= Latihan Singkat A =
Temukan setiap baris catatan yang memuat kata "vest", lalu salin baris-baris itu. Huruf besar dan kecil dibedakan.

= Kutipan Teks =
>>>

Dalam istilah bahasa kekinian fenomena ini mungkin yang sering disebut sebagai trend 'fomo'.  Fomo adalah singkatan dari Fear Of Missing Out, yang dalam bahasa Indonesia berarti takut ketinggalan. Fomo adalah perasaan cemas atau khawatir yang muncul ketika seseorang merasa bahwa orang lain sedang mengalami pengalaman yang menyenangkan atau sedang mengikuti suatu tren, sementara dirinya tidak ikut serta

*Cerita wisuda sederhana dari Gunungkidul*


Dari sebuah sudut terpencil Kapanewon Ngawen, Kabupaten Gunungkidul, tepatnya di SD N Gunung Gambar, ada cerita tentang sebuah acara wisuda perpisahan siswa yang unik, sederhana tapi sarat akan makna. Di acara perpisahan ini, para siswa yang telah dinyatakan lulus, sejak pagi mereka memasak bersama di dapur sekolah. Kemudian, dengan beberapa lembar daun pisang, masakan disajikan untuk dimakan bersama (kembulan). Seluruh murid mulai dari kelas 1 sampai 6, para guru, kepala sekolah dan pegawai sekolah lainnya duduk bersama menikmati hidangan sambil bercengkerama akrab

Pagi itu, memang tidak ada tampilan yang istiméwa di lokasi SD N Gunung Gambar. Sekolah yang terletak di pegunungan sisi utara Gunungkidul ini termasuk wilayah pinggir dan terpencil sudut timur Gunungkidul. Tidak ada panggung pertunjukan atau kehormatan, tidak tampak tenda, kursi atau karpet merah yang digelar. Para murid dan guru tampak mengenakan pakaian adat Jawa. Semua duduk sejajar, melingkar dalam rasa syukur yang sama. Makan bersama itu menjadi perayaan yang membumi, yang justru menciptakan kedekatan yang tak tergantikan. Senyum lepas dan obrolan akrab antara para guru dan siswa. Wangi nasi hangat, dan suara renyah lele goreng yang baru saja diangkat dari wajan. Sebuah perayaan yang sederhana, namun begitu sarat makna.

<<<

= Latihan Singkat B =
Sebutkan semua pihak yang menurut teks tentang wisuda sederhana di Gunungkidul duduk bersama menikmati hidangan.

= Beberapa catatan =
>>>

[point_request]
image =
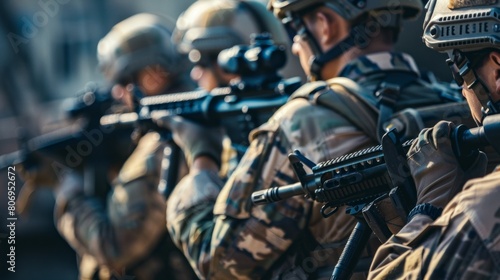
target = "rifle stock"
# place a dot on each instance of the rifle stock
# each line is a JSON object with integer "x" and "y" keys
{"x": 362, "y": 176}
{"x": 238, "y": 108}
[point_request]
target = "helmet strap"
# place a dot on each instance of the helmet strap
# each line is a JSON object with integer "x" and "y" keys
{"x": 474, "y": 83}
{"x": 320, "y": 59}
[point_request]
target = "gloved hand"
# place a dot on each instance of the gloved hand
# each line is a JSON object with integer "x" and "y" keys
{"x": 194, "y": 140}
{"x": 71, "y": 185}
{"x": 41, "y": 175}
{"x": 436, "y": 171}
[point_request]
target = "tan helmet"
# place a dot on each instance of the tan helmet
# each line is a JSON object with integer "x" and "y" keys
{"x": 136, "y": 42}
{"x": 466, "y": 31}
{"x": 462, "y": 25}
{"x": 363, "y": 15}
{"x": 348, "y": 9}
{"x": 210, "y": 26}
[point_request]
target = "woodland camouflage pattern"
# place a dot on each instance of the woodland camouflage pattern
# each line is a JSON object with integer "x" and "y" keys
{"x": 464, "y": 243}
{"x": 225, "y": 237}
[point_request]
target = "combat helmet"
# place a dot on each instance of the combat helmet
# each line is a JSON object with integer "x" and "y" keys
{"x": 466, "y": 31}
{"x": 136, "y": 42}
{"x": 210, "y": 26}
{"x": 363, "y": 15}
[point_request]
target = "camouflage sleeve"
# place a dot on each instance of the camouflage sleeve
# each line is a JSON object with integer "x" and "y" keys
{"x": 133, "y": 220}
{"x": 237, "y": 240}
{"x": 461, "y": 244}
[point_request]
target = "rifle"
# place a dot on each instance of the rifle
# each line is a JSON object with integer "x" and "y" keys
{"x": 83, "y": 145}
{"x": 360, "y": 179}
{"x": 240, "y": 107}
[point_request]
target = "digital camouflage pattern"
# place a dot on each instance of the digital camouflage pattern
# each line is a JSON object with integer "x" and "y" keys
{"x": 226, "y": 237}
{"x": 464, "y": 243}
{"x": 128, "y": 236}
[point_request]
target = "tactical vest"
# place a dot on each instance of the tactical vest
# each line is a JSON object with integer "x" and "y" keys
{"x": 393, "y": 99}
{"x": 399, "y": 100}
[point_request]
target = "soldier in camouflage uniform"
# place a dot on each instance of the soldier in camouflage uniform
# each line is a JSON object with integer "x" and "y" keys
{"x": 208, "y": 27}
{"x": 460, "y": 241}
{"x": 127, "y": 237}
{"x": 225, "y": 236}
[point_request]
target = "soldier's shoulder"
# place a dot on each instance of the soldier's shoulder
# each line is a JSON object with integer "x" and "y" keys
{"x": 145, "y": 159}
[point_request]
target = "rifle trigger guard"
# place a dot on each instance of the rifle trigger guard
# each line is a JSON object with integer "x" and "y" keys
{"x": 327, "y": 210}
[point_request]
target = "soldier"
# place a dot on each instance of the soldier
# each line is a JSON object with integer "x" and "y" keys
{"x": 461, "y": 240}
{"x": 127, "y": 237}
{"x": 223, "y": 235}
{"x": 208, "y": 27}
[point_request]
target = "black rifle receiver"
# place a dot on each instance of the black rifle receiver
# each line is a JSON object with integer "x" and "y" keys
{"x": 239, "y": 107}
{"x": 82, "y": 145}
{"x": 362, "y": 176}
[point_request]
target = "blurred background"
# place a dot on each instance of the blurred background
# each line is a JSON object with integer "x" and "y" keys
{"x": 47, "y": 54}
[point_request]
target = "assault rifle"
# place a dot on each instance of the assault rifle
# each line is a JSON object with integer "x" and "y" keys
{"x": 240, "y": 107}
{"x": 359, "y": 180}
{"x": 83, "y": 144}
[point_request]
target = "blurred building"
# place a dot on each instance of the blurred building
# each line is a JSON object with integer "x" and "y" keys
{"x": 48, "y": 53}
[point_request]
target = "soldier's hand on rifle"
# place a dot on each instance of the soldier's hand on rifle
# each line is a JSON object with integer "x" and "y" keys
{"x": 194, "y": 139}
{"x": 435, "y": 168}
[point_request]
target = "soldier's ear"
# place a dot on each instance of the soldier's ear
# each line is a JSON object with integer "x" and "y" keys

<<<

= Hasil Latihan A =
target = "tactical vest"
# place a dot on each instance of the tactical vest

= Hasil Latihan B =
- Seluruh murid mulai dari kelas 1 sampai 6
- Para guru
- Kepala sekolah
- Pegawai sekolah lainnya